▶ **INSTRUCTIONS TO FOLLOW**
Please return exactly the lines from the one containing "Target: shirt collar" through the end of the records, including both.

- - -

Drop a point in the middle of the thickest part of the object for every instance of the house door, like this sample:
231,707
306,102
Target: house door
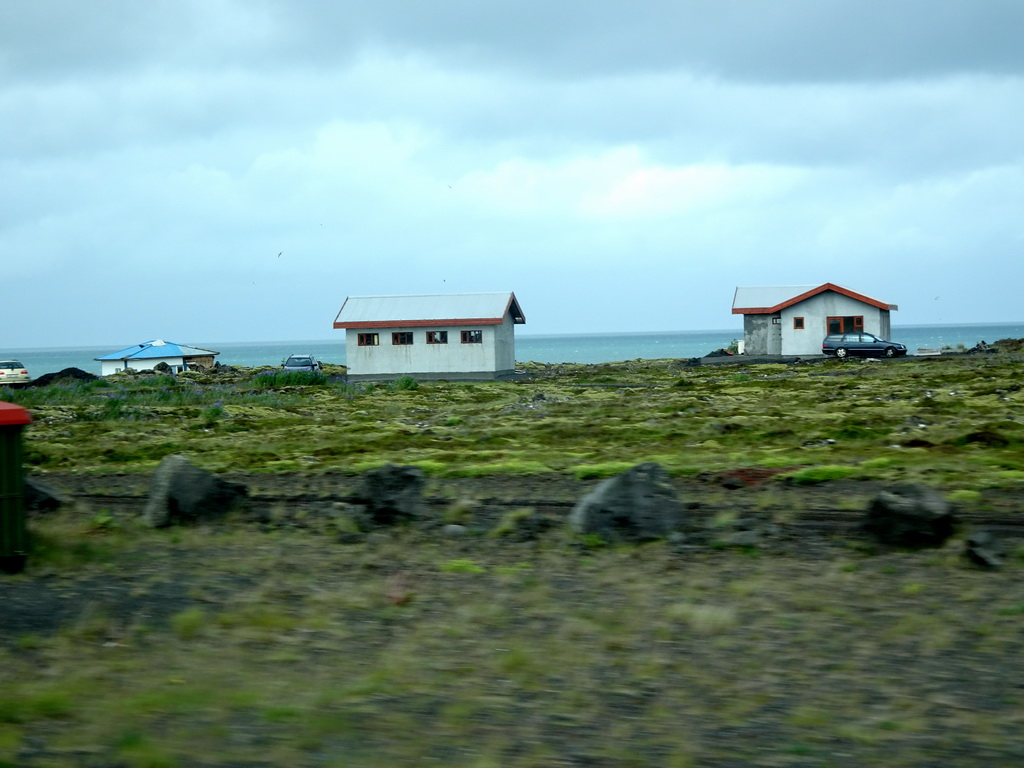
846,325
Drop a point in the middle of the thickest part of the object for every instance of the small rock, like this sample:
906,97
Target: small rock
40,497
983,549
182,493
391,495
635,506
743,539
910,516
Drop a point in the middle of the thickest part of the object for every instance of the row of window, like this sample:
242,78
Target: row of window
836,325
403,338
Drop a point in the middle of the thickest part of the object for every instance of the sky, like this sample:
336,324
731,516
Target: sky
230,170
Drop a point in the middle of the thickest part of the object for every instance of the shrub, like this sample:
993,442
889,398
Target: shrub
824,473
406,383
275,379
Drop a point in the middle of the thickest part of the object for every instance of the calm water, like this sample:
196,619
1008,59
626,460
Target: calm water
574,348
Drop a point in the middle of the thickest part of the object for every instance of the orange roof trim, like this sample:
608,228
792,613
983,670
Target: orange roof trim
815,292
423,324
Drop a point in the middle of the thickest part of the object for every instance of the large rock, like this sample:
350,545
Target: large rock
910,516
180,492
636,506
391,495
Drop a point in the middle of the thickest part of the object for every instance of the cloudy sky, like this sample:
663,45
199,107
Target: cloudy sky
230,170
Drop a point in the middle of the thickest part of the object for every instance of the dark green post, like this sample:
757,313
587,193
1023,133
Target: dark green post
13,537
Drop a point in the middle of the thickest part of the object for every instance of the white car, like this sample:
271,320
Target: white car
13,374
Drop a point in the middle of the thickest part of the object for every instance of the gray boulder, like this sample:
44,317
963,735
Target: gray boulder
983,549
40,497
910,516
181,493
391,495
639,505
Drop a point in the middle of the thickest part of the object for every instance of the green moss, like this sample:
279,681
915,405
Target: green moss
813,475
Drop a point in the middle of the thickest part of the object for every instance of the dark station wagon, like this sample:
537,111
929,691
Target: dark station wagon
862,344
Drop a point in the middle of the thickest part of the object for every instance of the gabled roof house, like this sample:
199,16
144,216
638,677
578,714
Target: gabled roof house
151,353
794,320
463,336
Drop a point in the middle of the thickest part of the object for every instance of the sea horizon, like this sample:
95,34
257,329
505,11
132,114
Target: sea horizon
543,347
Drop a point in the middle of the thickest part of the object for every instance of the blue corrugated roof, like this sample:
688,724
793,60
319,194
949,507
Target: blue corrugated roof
154,349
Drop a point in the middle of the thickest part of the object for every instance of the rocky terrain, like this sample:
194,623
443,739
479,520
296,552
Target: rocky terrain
467,615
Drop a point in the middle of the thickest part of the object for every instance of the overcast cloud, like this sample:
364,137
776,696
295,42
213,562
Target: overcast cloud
232,169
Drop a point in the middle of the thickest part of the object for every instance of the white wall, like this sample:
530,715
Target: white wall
112,367
495,354
816,311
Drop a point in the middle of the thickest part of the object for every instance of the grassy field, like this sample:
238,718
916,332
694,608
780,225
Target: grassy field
243,645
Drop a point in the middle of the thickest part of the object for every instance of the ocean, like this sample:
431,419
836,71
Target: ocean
529,347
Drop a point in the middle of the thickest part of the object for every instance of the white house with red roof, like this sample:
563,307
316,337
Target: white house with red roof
431,336
794,320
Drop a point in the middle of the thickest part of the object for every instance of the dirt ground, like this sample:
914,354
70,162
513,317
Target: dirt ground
419,647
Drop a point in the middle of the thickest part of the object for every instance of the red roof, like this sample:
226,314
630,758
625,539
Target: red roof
11,415
808,294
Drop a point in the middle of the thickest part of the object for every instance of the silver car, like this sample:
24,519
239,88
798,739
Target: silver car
13,374
301,363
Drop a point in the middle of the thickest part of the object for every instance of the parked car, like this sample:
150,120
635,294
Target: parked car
301,363
860,343
13,374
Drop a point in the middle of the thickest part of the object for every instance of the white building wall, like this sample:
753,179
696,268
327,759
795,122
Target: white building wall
816,311
495,354
113,367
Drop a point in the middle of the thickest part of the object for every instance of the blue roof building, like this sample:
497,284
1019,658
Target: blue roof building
146,355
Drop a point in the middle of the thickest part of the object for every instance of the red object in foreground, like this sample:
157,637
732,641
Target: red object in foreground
13,537
11,414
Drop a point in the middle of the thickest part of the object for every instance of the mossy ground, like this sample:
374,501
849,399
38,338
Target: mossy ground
945,422
233,645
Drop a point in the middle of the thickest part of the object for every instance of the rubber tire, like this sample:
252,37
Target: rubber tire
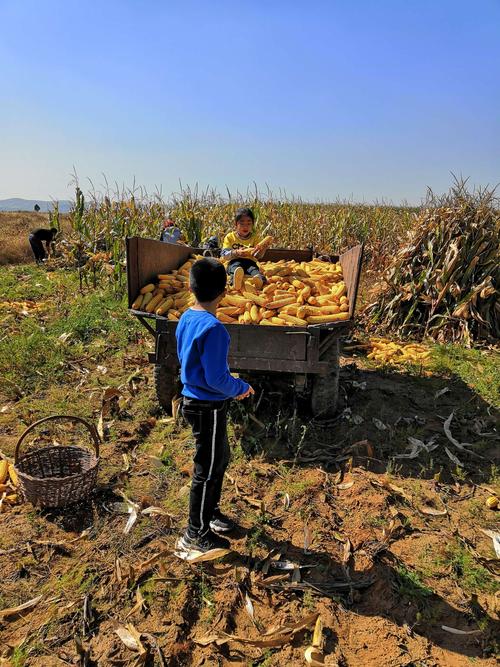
325,395
325,388
166,385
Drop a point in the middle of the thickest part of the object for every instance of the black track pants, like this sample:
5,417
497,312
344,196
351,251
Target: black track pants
208,422
37,247
248,265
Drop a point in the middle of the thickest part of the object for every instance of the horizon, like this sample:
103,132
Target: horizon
360,103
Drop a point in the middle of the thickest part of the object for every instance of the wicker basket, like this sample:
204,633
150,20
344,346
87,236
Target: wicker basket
57,475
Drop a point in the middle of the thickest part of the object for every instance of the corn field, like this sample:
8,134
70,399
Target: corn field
445,282
101,222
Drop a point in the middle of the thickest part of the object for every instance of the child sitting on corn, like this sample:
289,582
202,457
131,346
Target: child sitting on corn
241,248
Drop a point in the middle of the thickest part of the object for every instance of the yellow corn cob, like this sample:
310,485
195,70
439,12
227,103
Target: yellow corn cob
155,302
279,303
165,306
235,300
222,317
230,311
137,303
322,319
249,288
264,244
290,319
146,299
255,314
332,309
260,300
13,475
4,470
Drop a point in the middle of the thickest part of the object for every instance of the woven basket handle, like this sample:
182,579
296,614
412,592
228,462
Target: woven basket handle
93,431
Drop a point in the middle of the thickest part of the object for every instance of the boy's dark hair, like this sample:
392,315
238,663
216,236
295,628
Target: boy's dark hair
207,279
244,212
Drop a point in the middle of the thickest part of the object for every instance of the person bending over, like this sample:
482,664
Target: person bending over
202,348
37,238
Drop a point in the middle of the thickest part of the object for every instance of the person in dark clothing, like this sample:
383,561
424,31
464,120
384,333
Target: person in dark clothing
170,232
202,348
37,239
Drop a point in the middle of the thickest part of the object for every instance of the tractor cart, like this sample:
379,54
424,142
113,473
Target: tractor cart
309,354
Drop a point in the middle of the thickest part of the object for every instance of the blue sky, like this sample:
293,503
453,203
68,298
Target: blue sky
323,99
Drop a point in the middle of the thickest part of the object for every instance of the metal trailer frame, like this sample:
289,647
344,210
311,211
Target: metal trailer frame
307,352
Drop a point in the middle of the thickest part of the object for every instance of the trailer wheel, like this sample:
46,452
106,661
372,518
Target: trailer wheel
166,385
325,388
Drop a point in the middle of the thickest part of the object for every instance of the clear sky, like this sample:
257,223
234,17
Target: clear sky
358,99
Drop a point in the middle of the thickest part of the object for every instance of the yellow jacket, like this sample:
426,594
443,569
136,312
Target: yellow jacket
233,241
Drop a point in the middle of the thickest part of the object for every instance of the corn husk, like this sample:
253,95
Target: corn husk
445,282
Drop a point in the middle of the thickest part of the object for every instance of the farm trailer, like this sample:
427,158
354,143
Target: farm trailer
310,355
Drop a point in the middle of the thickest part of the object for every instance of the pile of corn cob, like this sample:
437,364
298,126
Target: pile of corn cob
389,352
8,484
295,294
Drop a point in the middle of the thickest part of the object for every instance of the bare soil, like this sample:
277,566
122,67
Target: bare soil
384,576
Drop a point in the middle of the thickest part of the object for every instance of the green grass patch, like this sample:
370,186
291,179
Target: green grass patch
96,324
471,576
31,282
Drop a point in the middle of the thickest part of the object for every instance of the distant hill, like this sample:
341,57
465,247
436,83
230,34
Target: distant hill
16,204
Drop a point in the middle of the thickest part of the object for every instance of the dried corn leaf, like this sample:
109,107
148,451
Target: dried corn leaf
249,607
131,638
456,631
447,431
313,657
307,538
495,536
431,511
305,623
14,611
345,485
198,557
127,507
318,633
154,511
455,459
441,392
140,603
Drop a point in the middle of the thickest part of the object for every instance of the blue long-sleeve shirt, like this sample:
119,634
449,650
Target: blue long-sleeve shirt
202,347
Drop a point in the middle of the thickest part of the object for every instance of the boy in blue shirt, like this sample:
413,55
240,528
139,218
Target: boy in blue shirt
202,348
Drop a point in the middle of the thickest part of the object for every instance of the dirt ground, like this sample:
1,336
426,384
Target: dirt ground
326,500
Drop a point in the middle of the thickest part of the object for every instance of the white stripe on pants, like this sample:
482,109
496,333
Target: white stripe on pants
209,476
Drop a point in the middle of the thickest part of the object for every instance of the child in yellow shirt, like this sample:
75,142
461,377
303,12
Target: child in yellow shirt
239,248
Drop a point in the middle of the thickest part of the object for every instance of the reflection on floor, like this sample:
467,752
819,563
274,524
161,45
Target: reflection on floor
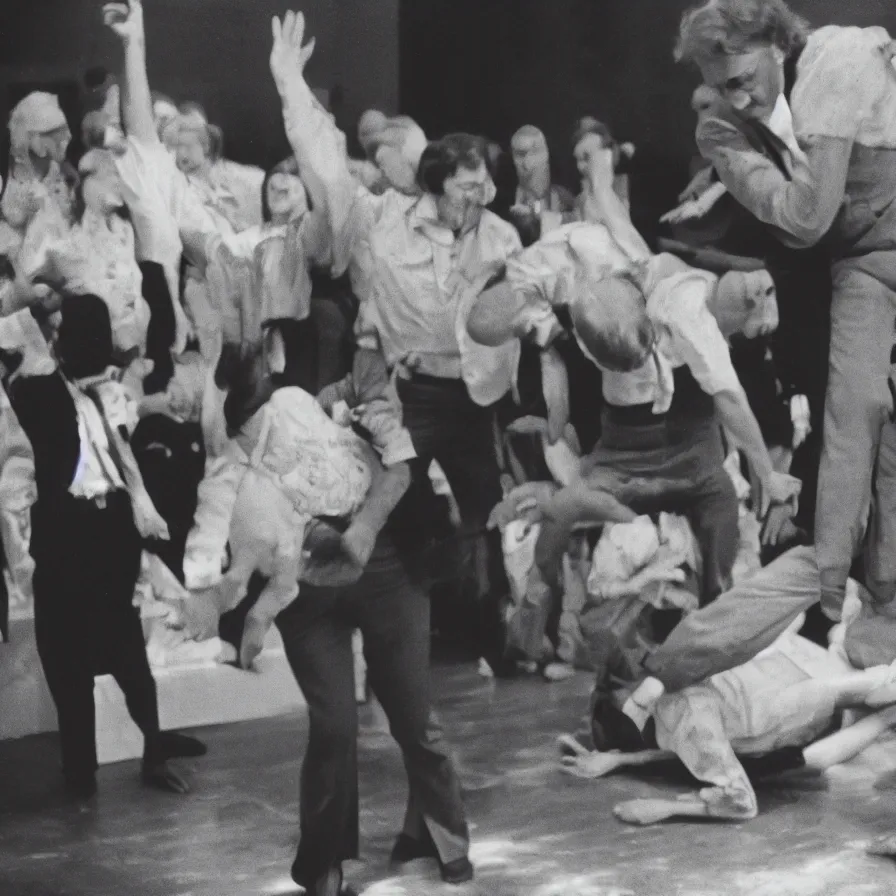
537,833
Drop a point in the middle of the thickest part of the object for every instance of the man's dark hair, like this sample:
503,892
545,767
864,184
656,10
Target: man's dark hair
443,158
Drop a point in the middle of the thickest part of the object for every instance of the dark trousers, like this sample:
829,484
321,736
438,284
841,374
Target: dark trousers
392,613
675,467
447,426
87,560
171,457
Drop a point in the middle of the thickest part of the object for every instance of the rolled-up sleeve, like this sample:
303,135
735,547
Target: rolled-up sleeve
378,409
316,142
695,338
842,77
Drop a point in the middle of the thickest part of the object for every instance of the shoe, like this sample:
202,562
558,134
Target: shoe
409,849
330,884
160,776
460,871
174,745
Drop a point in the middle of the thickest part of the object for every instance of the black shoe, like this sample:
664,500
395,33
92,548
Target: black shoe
409,849
329,885
173,745
460,871
160,776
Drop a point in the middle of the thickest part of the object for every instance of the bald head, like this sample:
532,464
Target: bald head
531,160
370,125
528,132
746,303
611,323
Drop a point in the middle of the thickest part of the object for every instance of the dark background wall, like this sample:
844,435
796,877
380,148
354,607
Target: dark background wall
213,51
479,65
493,65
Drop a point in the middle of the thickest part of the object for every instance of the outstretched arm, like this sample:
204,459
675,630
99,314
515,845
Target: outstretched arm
317,143
126,20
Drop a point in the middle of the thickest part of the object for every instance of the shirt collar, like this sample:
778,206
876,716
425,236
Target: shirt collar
424,216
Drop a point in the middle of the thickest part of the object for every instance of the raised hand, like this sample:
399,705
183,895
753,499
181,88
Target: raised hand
289,53
125,19
147,519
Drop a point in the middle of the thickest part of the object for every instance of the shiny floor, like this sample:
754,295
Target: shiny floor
537,832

- - -

▶ **RESPONSE TO THIS EXERCISE**
Target: shirt collar
424,216
Drop a point in the middle of the thickest part of the object for every instance of the raised hand, like this sample:
399,705
183,895
753,499
181,88
Target: raised hand
289,53
125,19
147,519
Drop a point in the middle of the thickest part of the object for every instance of the shiny floor, like this sample:
754,295
Target: shiny floor
537,832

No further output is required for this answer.